*EXERCISE PROMPT:* Search the data for the string "positive", and report each line where it is found.

*RECORDED DATA:*

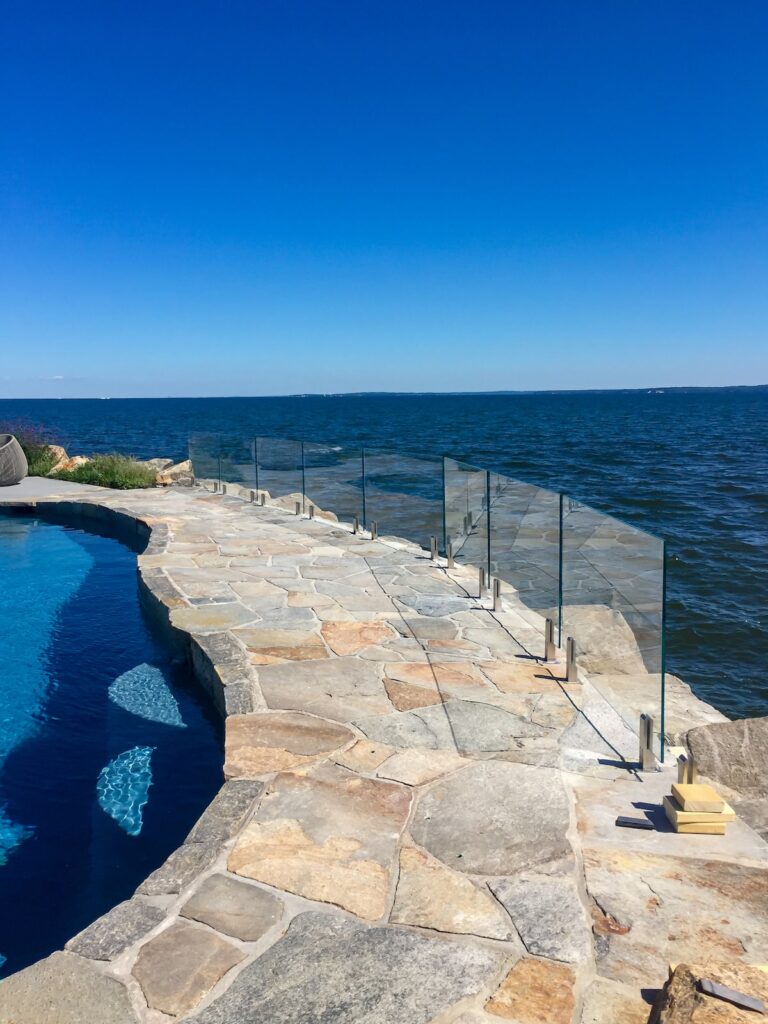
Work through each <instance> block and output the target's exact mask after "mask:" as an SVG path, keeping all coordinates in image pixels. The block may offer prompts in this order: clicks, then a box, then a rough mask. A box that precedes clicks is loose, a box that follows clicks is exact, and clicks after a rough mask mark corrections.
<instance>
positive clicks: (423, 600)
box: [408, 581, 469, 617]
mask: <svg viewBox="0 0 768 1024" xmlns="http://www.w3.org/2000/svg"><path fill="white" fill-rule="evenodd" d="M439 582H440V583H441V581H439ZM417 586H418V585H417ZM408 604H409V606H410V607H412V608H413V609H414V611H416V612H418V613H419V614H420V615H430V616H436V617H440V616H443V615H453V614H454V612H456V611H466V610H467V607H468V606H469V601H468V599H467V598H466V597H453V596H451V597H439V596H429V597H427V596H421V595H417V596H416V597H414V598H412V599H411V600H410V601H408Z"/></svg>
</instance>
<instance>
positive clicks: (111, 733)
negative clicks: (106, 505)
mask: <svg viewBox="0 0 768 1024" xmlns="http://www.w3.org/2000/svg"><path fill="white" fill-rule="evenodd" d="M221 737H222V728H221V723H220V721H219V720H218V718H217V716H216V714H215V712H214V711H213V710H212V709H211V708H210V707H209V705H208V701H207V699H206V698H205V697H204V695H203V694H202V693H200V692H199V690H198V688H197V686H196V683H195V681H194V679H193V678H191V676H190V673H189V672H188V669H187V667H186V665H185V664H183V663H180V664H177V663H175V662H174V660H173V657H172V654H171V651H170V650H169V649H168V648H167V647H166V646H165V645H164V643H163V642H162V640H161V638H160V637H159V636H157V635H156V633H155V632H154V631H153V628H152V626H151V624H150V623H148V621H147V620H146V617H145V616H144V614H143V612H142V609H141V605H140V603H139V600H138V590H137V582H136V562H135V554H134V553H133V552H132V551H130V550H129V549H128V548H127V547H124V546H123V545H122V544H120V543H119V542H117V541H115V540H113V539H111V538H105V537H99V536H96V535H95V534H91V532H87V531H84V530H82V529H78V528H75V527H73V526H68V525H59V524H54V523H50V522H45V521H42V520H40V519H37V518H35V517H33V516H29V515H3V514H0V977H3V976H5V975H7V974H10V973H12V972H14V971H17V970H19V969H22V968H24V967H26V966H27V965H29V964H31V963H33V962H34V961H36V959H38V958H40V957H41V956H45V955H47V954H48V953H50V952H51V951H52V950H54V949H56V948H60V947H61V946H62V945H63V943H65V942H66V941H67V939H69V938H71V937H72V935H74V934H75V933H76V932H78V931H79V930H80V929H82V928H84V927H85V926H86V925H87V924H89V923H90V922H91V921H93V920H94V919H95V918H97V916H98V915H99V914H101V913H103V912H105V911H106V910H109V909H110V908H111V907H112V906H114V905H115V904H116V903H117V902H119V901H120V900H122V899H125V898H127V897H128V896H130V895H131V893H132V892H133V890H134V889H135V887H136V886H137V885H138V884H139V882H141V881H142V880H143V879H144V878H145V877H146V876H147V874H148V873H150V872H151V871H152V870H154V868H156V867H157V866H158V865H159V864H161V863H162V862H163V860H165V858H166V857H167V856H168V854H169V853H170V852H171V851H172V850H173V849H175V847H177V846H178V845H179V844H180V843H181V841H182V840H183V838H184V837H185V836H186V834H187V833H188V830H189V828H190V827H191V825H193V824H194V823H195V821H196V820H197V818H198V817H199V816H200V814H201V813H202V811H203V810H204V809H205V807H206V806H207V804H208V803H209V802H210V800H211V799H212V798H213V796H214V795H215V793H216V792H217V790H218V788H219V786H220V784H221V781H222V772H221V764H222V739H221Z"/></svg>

*SOLUTION TO THE EXERCISE:*
positive clicks: (423, 600)
positive clicks: (111, 733)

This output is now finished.